**ACTIVITY A:**
Answer these from the passage on vision-based localization below, one line each, marked (i), (ii), (iii):
(i) What kind of features does the abstract report outperforming the complex vision models used for object recognition when tested on localization?
(ii) Which measurements does the introduction list as idiothetic information usable for dead reckoning?
(iii) What can drive many place cells in the hippocampus on its own?
**ACTIVITY B:**
Write the next part of the paper on vision-based localization, starting after its final sentence.

**GIVEN PASSAGE:**
┄┄┄┄┄┄
1 Introduction

Low-level global features for vision-based localization

Sven Eberhardt

sven2@uni-bremen.de 0

Christoph Zetzsche

zetzsche@informatik.uni-bremen.de 0 0 Cognitive Neuroinformatics, Universit ̈at Bremen , Bibliothekstraße 1, 28359 Bremen , Germany

2013

5 12

Vision-based self-localization is the ability to derive one's own location from visual input only without knowledge of a previous position or idiothetic information. It is often assumed that the visual mechanisms and invariance properties used for object recognition will also be helpful for localization. Here we show that this is neither logically reasonable nor empirically supported. We argue that the desirable invariance and generalization properties differ substantially between the two tasks. Application of several biologically inspired algorithms to various test sets reveals that simple, globally pooled features outperform the complex vision models used for object recognition, if tested on localization. Such basic global image statistics should thus be considered as valuable priors for self-localization, both in vision research and robot applications.

localization visual features spatial cognition

1 Introduction

The ability to make reliable assumptions about their own position in the world is of critical importance for biological as well as for man-made systems such as mobile robots. A number of sensors can be used and combined to achieve this feat (see e.g. [ 4 ]). Among these, vision is of particular importance. Although idiothetic information such as acceleration, velocity and orientation measurements can be used for dead reckoning, visual realignment can be essential to avoid the accumulation of errors in path integration. Furthermore, allothetic information in form of visual input can be used for direct localization. For example, many place cells in the hippocampus can be driven by visual input alone [ 10 ]. But how exactly can vision support localization?
┄┄┄┄┄┄
**INFORMATION SHOWN:**

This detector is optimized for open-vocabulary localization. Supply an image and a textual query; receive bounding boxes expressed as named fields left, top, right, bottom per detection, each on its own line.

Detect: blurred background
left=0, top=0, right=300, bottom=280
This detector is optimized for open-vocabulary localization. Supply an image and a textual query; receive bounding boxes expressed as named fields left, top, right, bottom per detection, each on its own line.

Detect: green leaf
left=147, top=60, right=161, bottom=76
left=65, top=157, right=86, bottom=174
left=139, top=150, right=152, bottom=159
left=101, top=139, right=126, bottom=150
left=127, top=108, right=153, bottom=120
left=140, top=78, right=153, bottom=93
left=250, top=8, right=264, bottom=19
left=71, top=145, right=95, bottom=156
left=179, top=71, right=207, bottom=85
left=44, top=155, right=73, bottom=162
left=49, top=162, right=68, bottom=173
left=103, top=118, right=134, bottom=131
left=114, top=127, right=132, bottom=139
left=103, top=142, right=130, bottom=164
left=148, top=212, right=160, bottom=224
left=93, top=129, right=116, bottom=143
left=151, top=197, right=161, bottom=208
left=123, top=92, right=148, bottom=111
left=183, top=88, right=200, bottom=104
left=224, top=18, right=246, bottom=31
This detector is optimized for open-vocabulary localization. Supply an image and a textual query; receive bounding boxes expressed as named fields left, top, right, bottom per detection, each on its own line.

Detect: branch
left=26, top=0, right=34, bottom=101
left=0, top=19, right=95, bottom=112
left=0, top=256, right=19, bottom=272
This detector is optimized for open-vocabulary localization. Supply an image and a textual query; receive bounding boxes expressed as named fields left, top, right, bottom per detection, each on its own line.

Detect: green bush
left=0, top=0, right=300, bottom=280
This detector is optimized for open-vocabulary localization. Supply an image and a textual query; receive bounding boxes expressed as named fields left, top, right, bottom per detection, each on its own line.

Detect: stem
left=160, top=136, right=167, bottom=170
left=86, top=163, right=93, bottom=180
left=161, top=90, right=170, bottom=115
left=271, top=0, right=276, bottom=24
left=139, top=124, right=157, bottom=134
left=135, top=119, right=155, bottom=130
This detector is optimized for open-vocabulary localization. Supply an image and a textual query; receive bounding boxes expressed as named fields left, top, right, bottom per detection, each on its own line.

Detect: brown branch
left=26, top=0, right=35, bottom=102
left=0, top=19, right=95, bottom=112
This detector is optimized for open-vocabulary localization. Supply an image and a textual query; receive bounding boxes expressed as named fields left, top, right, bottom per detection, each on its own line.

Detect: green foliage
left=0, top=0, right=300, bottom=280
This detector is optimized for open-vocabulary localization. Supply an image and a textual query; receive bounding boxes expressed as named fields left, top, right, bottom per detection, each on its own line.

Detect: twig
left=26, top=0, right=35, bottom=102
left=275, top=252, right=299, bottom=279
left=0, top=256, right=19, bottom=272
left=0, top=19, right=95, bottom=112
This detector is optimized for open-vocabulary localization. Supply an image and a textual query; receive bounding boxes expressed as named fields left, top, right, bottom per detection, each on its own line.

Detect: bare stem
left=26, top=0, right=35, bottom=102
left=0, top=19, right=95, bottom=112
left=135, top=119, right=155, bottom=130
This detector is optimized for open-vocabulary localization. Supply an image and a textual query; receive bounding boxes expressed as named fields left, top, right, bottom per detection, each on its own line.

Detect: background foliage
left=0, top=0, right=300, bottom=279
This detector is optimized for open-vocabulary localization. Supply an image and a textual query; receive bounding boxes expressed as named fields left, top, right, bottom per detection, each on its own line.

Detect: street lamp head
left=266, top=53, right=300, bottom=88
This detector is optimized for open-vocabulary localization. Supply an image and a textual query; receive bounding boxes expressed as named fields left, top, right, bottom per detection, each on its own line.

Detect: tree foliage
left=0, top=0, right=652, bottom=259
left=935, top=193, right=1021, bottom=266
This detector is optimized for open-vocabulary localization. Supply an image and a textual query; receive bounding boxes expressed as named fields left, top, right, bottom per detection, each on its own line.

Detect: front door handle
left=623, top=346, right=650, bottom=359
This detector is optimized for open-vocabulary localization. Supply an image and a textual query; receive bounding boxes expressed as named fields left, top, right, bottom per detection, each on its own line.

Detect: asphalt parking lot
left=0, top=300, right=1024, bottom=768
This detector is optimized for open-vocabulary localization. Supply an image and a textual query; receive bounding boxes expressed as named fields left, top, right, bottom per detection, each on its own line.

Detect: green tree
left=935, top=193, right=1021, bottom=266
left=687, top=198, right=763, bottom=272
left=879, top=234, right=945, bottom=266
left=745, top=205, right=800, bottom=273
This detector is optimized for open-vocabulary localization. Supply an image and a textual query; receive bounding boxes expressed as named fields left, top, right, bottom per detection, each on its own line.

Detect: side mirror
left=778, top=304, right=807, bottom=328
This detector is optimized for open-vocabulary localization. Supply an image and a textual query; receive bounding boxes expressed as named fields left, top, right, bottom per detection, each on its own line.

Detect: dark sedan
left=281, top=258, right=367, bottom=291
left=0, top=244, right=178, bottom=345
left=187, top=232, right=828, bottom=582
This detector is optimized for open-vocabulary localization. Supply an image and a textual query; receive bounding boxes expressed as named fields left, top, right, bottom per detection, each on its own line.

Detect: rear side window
┄┄┄┄┄┄
**EXERCISE OUTPUT A:**
(i) Simple, globally pooled features.
(ii) Acceleration, velocity and orientation measurements.
(iii) Visual input.

**EXERCISE OUTPUT B:**
The default hypothesis would be that this is achieved by just the same established principles of visual processing used for other spatial tasks like pattern discrimination or object recognition. The corresponding standard view of the visual system assumes that the main task of the system is invariant object recognition, and that this is achieved by a feed-forward system of feature extraction in form of a hierarchy of neural layers with increasing levels of abstraction and of spatial granularity [ 5, 6, 16 ]. This standard model is supported by numerous behavioral experiments and electroencephalography recordings, in particular by experiments showing that human discrimination between categories in object and scene classification is achieved as early as 150ms after stimulus onset (for an overview see [ 16 ]).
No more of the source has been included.